* Brano del documento
——————————

Da questo punto di vista, quella che sta per andarsene è stata una delle estati più difficili. Centinaia, in tutto il Friuli Venezia Giulia, gli anziani che si sono ritrovati abbandonati, soli di fronte a un’emergenza che in passato veniva tamponata da un sistema che funzionava.
IL PROBLEMA
Ancora una volta c’entra il Covid, ma oggi non è l’unico responsabile del peggioramento della situazione. Pesa infatti anche la cronica carenza di personale, che impedisce a tutte le Aziende sanitarie della regione di mettere a disposizione spazi ulteriori rispetto a quelli dedicati (ancora) alla pandemia. E il problema per una volta è lo stesso sia a Udine che a Pordenone, non c’è una provincia che sta peggio e un territorio che non soffre. C’è solo il fatto in sé: questa estate le residenze sanitarie assistite non sono riuscite a garantire i soliti spazi che venivano messi a disposizione degli anziani lasciati soli dalle badanti e senza una famiglia alle spalle in grado di prendersi temporaneamente cura di loro. «Si trattava di ricoveri brevi - ha spiegato il direttore dell’AsFo, Giuseppe Tonutti - che però risultavano fondamentali. Purtroppo quest’anno è stato un problema, perché alcuni spazi erano rimasti a disposizione dei pazienti Covid». A Maniago, ad esempio, dove venti posti sono ancora solamente dedicati alla pandemia. Ma ha pesato anche l’assenza di una Rsa nel capoluogo provinciale, nonché la ridotta capacità di accoglienza del polo di Sacile. «La situazione è stata la stessa anche in provincia di Udine - ha riferito invece il dg dell’Azienda sanitaria del Friuli Centrale, Denis Caporale -, perché avevamo sulle spalle la chiusura del polo di Tolmezzo e la conversione in spazio Covid dei locali di Palmanova».

——————————

* Materiale
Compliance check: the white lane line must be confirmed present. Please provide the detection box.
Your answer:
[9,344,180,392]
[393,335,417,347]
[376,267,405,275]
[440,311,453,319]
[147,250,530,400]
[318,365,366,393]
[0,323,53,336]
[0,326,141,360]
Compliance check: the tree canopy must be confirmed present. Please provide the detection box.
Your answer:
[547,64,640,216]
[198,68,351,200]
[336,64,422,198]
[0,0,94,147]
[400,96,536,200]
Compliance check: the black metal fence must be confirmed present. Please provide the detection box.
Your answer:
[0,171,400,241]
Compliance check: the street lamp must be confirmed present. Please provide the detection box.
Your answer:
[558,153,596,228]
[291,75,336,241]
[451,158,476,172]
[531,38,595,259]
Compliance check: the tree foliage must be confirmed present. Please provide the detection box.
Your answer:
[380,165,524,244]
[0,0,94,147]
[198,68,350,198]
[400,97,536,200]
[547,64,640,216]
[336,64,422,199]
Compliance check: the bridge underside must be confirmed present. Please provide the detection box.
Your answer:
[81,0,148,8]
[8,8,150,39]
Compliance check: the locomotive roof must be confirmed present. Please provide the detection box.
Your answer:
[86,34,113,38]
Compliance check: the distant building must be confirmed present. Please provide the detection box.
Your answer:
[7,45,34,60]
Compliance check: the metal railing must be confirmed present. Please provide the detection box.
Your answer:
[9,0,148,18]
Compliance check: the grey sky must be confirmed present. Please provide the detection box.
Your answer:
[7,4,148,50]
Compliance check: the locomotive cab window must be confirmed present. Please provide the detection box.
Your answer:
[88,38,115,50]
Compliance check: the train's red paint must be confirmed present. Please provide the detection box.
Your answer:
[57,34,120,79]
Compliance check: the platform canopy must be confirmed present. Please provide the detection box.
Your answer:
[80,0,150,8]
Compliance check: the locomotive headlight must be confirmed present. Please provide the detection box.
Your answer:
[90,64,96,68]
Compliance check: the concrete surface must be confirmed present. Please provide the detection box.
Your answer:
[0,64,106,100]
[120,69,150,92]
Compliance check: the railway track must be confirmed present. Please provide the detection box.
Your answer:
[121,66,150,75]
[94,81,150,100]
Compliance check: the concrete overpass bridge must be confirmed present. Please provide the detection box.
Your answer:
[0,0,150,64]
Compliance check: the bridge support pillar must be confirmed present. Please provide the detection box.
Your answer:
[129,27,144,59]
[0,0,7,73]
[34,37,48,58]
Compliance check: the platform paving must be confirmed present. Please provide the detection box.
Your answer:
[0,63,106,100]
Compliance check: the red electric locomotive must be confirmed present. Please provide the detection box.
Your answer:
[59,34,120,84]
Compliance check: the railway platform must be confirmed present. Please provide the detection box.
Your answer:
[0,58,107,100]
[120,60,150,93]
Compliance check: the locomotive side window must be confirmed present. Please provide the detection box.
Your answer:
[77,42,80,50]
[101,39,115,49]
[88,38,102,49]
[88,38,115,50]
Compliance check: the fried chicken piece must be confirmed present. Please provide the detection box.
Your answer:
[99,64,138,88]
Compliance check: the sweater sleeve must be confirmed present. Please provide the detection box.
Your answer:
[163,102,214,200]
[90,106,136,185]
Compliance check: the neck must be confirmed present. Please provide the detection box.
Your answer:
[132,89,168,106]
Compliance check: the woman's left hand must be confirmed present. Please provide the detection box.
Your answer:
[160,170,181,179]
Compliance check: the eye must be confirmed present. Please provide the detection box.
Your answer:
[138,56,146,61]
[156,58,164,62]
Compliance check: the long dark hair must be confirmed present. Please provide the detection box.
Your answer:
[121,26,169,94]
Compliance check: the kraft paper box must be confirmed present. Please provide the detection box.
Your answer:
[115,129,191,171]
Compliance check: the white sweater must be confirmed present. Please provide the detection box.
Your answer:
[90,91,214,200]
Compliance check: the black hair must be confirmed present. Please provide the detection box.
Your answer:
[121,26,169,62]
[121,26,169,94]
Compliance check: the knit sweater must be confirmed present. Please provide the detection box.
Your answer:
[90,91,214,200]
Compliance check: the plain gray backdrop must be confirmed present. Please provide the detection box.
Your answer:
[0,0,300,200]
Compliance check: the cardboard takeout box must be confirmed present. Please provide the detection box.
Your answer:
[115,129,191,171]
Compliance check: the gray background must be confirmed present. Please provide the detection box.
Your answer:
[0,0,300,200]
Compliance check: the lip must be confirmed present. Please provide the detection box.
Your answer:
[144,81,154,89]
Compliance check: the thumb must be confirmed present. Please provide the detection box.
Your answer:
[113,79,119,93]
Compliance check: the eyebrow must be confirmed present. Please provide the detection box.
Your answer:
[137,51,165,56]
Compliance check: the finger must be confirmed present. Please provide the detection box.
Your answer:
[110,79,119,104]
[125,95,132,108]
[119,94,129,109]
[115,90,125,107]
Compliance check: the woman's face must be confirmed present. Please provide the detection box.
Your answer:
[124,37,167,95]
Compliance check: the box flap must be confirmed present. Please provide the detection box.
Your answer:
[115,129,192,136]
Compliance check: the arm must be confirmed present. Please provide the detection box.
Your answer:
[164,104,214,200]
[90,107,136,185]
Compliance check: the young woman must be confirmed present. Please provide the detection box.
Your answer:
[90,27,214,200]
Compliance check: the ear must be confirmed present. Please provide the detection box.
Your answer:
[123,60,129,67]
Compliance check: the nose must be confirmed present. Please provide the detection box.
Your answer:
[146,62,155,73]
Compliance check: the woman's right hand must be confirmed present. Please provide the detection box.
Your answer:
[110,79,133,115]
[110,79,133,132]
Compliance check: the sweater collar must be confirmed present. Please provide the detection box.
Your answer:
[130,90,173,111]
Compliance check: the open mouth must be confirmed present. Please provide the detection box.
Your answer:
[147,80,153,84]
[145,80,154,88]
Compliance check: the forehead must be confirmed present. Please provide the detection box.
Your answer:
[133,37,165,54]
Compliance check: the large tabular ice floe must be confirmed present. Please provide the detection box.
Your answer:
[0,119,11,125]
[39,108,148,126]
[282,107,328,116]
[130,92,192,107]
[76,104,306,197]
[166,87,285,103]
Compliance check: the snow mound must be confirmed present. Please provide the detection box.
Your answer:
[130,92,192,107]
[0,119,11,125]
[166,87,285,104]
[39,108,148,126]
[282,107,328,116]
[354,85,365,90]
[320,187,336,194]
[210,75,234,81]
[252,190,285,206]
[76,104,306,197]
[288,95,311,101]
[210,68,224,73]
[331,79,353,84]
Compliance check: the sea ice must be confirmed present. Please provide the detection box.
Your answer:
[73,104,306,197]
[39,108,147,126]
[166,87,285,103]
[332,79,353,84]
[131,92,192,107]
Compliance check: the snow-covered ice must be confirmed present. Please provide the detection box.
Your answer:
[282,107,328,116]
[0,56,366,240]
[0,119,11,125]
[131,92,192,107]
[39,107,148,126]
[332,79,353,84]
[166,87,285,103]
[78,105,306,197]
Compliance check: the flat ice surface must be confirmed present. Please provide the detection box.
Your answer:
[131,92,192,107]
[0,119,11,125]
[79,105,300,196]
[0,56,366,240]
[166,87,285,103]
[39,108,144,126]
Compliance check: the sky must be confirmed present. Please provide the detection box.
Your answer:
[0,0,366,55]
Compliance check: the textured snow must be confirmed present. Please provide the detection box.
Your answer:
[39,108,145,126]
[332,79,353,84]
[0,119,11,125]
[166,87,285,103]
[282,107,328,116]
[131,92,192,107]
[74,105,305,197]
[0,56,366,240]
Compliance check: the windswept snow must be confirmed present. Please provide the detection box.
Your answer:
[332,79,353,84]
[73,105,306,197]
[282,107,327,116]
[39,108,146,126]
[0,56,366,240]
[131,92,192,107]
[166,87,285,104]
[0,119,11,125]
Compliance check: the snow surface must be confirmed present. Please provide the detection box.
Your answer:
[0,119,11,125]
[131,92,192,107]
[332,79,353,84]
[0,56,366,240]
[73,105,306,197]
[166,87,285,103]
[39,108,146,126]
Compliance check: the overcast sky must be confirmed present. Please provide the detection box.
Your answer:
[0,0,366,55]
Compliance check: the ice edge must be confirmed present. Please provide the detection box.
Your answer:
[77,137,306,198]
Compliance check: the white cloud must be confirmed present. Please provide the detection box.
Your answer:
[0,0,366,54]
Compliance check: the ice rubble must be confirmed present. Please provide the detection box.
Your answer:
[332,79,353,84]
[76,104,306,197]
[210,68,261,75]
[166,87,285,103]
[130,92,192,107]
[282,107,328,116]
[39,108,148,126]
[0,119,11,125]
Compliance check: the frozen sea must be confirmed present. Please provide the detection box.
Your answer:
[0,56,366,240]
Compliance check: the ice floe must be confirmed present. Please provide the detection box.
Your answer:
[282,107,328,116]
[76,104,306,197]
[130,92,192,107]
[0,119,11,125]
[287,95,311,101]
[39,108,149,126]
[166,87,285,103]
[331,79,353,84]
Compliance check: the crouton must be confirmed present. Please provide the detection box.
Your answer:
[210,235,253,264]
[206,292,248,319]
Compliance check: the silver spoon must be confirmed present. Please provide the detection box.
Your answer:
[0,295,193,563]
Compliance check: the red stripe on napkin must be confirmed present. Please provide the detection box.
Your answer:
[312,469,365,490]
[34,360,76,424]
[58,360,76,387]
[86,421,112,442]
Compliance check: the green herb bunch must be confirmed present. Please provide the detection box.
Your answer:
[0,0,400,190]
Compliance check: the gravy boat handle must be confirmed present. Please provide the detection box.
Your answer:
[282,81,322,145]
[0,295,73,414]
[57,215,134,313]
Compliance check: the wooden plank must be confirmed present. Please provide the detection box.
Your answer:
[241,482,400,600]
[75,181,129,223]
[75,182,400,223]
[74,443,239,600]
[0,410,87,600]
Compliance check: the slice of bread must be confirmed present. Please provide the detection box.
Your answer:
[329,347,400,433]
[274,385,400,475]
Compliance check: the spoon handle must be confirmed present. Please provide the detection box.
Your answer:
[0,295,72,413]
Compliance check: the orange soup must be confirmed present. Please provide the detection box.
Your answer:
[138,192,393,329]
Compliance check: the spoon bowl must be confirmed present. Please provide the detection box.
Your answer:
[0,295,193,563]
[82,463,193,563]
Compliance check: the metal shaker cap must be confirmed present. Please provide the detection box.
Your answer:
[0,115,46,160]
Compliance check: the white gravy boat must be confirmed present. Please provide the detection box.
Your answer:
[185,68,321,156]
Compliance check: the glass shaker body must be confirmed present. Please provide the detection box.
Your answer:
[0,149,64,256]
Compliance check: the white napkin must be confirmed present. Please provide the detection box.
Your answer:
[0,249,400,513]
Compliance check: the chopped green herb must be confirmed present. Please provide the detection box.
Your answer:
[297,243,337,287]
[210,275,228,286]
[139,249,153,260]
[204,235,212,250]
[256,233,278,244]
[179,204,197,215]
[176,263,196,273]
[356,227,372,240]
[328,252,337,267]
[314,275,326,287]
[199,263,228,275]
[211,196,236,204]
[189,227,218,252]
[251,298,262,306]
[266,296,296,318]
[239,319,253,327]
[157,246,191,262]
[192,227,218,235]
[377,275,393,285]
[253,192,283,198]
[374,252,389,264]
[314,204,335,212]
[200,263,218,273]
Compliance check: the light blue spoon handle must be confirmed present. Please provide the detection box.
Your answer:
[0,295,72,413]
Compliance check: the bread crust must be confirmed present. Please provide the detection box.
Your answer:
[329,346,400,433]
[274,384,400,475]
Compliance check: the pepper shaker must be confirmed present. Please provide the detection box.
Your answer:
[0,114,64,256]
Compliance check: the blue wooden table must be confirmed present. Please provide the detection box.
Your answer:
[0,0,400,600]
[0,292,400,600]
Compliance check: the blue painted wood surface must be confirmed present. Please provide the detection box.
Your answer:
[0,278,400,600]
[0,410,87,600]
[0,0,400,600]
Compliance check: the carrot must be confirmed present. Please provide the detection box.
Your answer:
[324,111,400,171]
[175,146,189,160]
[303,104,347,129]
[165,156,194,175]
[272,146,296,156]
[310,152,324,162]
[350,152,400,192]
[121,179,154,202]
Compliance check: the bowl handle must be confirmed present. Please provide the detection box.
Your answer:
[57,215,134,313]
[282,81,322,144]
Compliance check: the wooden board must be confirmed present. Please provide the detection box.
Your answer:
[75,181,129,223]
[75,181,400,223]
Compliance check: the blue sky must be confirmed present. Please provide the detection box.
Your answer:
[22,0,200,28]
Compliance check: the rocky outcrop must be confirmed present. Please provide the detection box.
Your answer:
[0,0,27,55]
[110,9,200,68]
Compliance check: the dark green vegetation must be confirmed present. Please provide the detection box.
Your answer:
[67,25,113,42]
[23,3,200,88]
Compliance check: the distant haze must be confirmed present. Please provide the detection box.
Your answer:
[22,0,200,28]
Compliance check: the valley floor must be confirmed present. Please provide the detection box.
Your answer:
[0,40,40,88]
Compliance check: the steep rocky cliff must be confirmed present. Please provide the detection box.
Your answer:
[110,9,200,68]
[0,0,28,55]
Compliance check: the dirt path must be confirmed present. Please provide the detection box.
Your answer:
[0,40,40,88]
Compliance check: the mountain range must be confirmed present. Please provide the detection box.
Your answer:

——————————

* Consegna 1
Elenca tutte le città e i paesi del Friuli Venezia Giulia nominati nel brano sugli anziani rimasti soli.
* Consegna 2
Trascrivi alla lettera la parte del brano sugli anziani rimasti soli che si apre con le parole contenenti "Da questo punto" e si chiude con "sistema che funzionava.".
Il materiale non ha alcun ruolo in questo lavoro.

* Risposta 1
Udine, Pordenone, Maniago, Sacile, Tolmezzo, Palmanova

* Risposta 2
Da questo punto di vista, quella che sta per andarsene è stata una delle estati più difficili. Centinaia, in tutto il Friuli Venezia Giulia, gli anziani che si sono ritrovati abbandonati, soli di fronte a un’emergenza che in passato veniva tamponata da un sistema che funzionava.